ABOUT THIS EXERCISE:
A word-for-word retyping of the listing below is required, with the pictures dropped.

◆ ◆ ◆

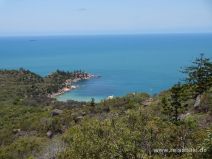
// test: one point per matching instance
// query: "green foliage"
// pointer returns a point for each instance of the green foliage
(21, 148)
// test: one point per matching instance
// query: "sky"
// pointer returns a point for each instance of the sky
(66, 17)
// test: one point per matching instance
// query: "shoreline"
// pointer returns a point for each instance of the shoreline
(70, 85)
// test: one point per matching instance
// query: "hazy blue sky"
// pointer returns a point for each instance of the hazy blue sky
(31, 17)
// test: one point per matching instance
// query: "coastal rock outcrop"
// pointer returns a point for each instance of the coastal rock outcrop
(56, 112)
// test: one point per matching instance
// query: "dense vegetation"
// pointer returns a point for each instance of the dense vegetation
(135, 126)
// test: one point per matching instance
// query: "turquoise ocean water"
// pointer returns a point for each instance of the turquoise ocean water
(126, 63)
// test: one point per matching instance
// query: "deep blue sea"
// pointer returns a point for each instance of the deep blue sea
(126, 63)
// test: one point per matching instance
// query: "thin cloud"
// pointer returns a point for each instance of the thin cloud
(82, 9)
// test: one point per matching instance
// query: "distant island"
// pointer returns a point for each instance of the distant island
(175, 123)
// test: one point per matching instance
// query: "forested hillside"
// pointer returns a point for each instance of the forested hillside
(176, 123)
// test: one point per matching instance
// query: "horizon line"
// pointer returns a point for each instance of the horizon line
(102, 34)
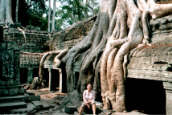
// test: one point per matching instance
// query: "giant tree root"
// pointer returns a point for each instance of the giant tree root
(121, 26)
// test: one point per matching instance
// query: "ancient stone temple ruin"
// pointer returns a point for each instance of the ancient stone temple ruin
(11, 91)
(148, 77)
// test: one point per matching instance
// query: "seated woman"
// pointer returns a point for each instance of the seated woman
(88, 100)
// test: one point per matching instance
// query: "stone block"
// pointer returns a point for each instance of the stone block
(13, 91)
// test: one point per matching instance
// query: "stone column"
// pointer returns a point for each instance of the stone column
(168, 88)
(30, 75)
(50, 80)
(60, 80)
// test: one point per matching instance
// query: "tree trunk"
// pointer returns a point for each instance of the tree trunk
(121, 26)
(53, 18)
(49, 17)
(5, 11)
(17, 9)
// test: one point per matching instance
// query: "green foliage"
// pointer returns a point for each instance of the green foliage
(68, 12)
(72, 11)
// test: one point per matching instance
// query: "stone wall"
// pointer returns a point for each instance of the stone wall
(155, 62)
(27, 40)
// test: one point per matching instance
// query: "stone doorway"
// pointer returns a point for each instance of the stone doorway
(23, 75)
(146, 96)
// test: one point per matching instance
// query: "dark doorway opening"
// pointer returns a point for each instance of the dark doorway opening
(23, 75)
(55, 79)
(146, 96)
(46, 76)
(35, 72)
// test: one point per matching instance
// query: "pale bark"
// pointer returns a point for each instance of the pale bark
(53, 18)
(49, 17)
(5, 12)
(121, 26)
(17, 10)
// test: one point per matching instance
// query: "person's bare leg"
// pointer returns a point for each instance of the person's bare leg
(94, 108)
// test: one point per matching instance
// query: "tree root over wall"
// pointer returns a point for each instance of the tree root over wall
(121, 26)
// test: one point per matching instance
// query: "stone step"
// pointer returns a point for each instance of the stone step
(20, 111)
(12, 98)
(12, 105)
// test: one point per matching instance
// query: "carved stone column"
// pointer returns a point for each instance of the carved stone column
(50, 79)
(60, 80)
(168, 88)
(30, 75)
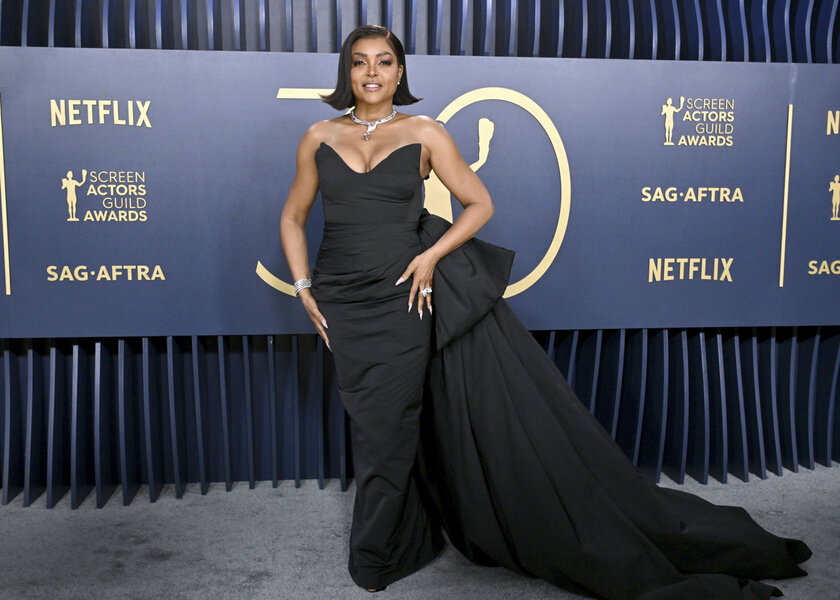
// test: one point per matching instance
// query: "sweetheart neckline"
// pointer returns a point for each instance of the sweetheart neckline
(390, 154)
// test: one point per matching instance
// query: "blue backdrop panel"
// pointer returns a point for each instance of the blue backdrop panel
(144, 189)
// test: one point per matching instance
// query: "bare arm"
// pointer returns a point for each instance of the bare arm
(293, 223)
(465, 185)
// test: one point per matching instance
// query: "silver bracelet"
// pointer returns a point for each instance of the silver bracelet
(301, 284)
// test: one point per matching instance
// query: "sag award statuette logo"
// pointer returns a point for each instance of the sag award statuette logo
(834, 188)
(70, 184)
(119, 196)
(437, 197)
(706, 122)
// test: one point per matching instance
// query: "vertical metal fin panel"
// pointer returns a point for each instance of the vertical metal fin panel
(175, 430)
(34, 464)
(12, 479)
(756, 430)
(739, 456)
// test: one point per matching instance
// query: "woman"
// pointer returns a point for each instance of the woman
(504, 457)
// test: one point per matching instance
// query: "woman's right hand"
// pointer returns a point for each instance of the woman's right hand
(317, 318)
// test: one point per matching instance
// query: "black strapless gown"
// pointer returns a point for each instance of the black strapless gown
(503, 455)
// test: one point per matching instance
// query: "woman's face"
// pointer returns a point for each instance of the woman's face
(374, 71)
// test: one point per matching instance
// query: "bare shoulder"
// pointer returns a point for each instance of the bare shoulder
(318, 132)
(429, 132)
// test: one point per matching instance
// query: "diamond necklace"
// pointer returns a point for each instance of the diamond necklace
(371, 125)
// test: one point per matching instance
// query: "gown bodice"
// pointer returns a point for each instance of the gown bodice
(391, 192)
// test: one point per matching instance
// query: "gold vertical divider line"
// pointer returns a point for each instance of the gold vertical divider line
(784, 210)
(3, 207)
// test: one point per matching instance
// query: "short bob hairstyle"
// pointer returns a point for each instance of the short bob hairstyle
(342, 97)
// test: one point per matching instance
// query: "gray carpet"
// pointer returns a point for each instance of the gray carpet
(291, 543)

◆ ◆ ◆

TASK OUTPUT:
// test: one point per matching instance
// query: "green foliage"
// pointer returns a point for each instance of the green foliage
(21, 148)
// test: one point per matching instance
// query: "sky"
// pointer returns a point for each instance of the sky
(66, 17)
// test: one point per matching instance
// query: "shoreline"
// pointer returns a point for each instance of the shoreline
(70, 85)
// test: one point per matching instance
// query: "hazy blue sky"
// pointer returns a point for each instance of the hazy blue sky
(31, 17)
// test: one point per matching instance
// query: "coastal rock outcrop"
// pointer returns a point for each instance of the coastal rock outcrop
(56, 112)
// test: one point per matching instance
// query: "dense vegetation"
// pointer returns a point for each instance of the dense vegetation
(135, 126)
// test: one point per matching instance
// query: "turquoise ocean water"
// pointer returns a point for each instance of the turquoise ocean water
(126, 63)
// test: one point per matching instance
// query: "deep blue sea"
// pointer returns a point for each instance of the deep blue sea
(126, 63)
// test: one point per matching instance
// query: "thin cloud"
// pointer returns a point for each instance of the thin cloud
(82, 9)
// test: one point per matching instance
// query: "distant island"
// pointer returns a point for each instance of the distant island
(175, 123)
// test: one point per matching instance
// query: "forested hillside"
// pointer returns a point for each instance of the forested hillside
(176, 123)
// test: one point per matching instance
// query: "horizon line"
// pointer returns a point for each instance of the horizon line
(102, 34)
// test: one point per matching instance
// query: "giant tree root"
// pointer returns a point for each instance of the giant tree root
(121, 26)
// test: one point per matching instance
// query: "ancient stone temple ruin"
// pointer returns a point for each instance of the ancient stone temple ruin
(11, 91)
(148, 77)
// test: one point per matching instance
// query: "seated woman"
// pointer returns a point for each instance of the seated woman
(88, 100)
// test: one point per matching instance
// query: "stone block"
// pointer returns a point for each instance of the stone block
(13, 91)
// test: one point per matching instance
// query: "stone column"
// pointer returns a point for each instance of the stone column
(168, 88)
(30, 75)
(50, 80)
(60, 80)
// test: one point per matching instance
// query: "tree trunk"
// pointer returns a point for each instance of the tree trunk
(121, 26)
(53, 18)
(49, 17)
(5, 11)
(17, 9)
// test: one point per matching instance
// query: "green foliage"
// pointer returns a point for each instance of the green foliage
(68, 12)
(72, 11)
// test: one point per matching instance
// query: "stone wall"
// pointer returns a point for each instance of the stone wall
(155, 62)
(27, 40)
// test: one point per matching instance
// query: "stone doorway"
// pointer returns a point for each instance of the stone doorway
(23, 75)
(146, 96)
// test: one point per matching instance
// query: "dark doorway opening"
// pointer returns a point for each instance of the dark doorway opening
(23, 75)
(55, 79)
(146, 96)
(46, 76)
(35, 72)
// test: one point per matching instance
// query: "pale bark"
// pointer returns a point for each instance of the pale bark
(53, 18)
(49, 17)
(5, 12)
(121, 26)
(17, 10)
// test: one point per matching instance
// query: "person's bare leg"
// pointer returns a point for each instance of the person's bare leg
(94, 108)
// test: one point per matching instance
// query: "tree root over wall"
// pointer returns a point for each instance of the tree root over wall
(121, 26)
// test: one point per matching instance
// query: "stone step"
// pointer returns a point for each instance of the stone step
(20, 111)
(12, 98)
(12, 105)
// test: one point per matching instance
// query: "carved stone column"
// pointer returns a point for each instance of the carved stone column
(50, 79)
(60, 80)
(168, 88)
(30, 75)
// test: one point per matching instance
// query: "sweetheart neckline"
// pointer returns a point for each instance of the sweetheart neckline
(390, 154)
// test: one point per matching instance
// query: "blue backdrop panel"
// pointer returns a point for each instance of the blue backdrop panel
(144, 189)
// test: one point per matching instance
// query: "bare arm"
// pointer returns a point for each instance of the bare arm
(293, 223)
(465, 185)
// test: one point per matching instance
// query: "silver bracelet"
// pointer returns a point for each instance of the silver bracelet
(301, 284)
// test: one point per matching instance
// query: "sag award statuette logo"
// pointer returns a point for each instance of the sag award statuette logo
(834, 188)
(70, 184)
(119, 196)
(437, 197)
(706, 122)
// test: one point per matching instance
// query: "vertical metal fin panel"
// pointer returns a point for each instance of the vertical metal fin panel
(175, 430)
(34, 464)
(12, 479)
(756, 430)
(739, 456)
// test: one point per matching instance
// query: "woman"
// pointer returns a point for each instance of the woman
(504, 457)
// test: one point per matching instance
// query: "woman's right hand"
// pointer returns a point for each instance of the woman's right hand
(317, 318)
// test: one point per matching instance
// query: "black strapless gown"
// pointer returns a point for each instance of the black strapless gown
(503, 455)
// test: one point per matching instance
// query: "woman's face"
// pointer returns a point for each instance of the woman's face
(374, 71)
// test: one point per matching instance
// query: "bare shoulder"
// pointer returns a point for each instance of the bare shoulder
(318, 132)
(429, 132)
// test: one point per matching instance
// query: "diamond necklace"
// pointer returns a point for each instance of the diamond necklace
(371, 125)
// test: one point per matching instance
// query: "gown bodice"
// pointer returns a point for each instance of the gown bodice
(391, 192)
// test: one point per matching instance
// query: "gold vertical divider line"
// pointer returns a point for each instance of the gold vertical divider line
(784, 210)
(3, 207)
// test: one point per matching instance
// query: "short bob hairstyle"
// pointer returns a point for each instance of the short bob hairstyle
(342, 97)
// test: one point per matching instance
// query: "gray carpet"
// pointer returns a point for each instance of the gray carpet
(291, 543)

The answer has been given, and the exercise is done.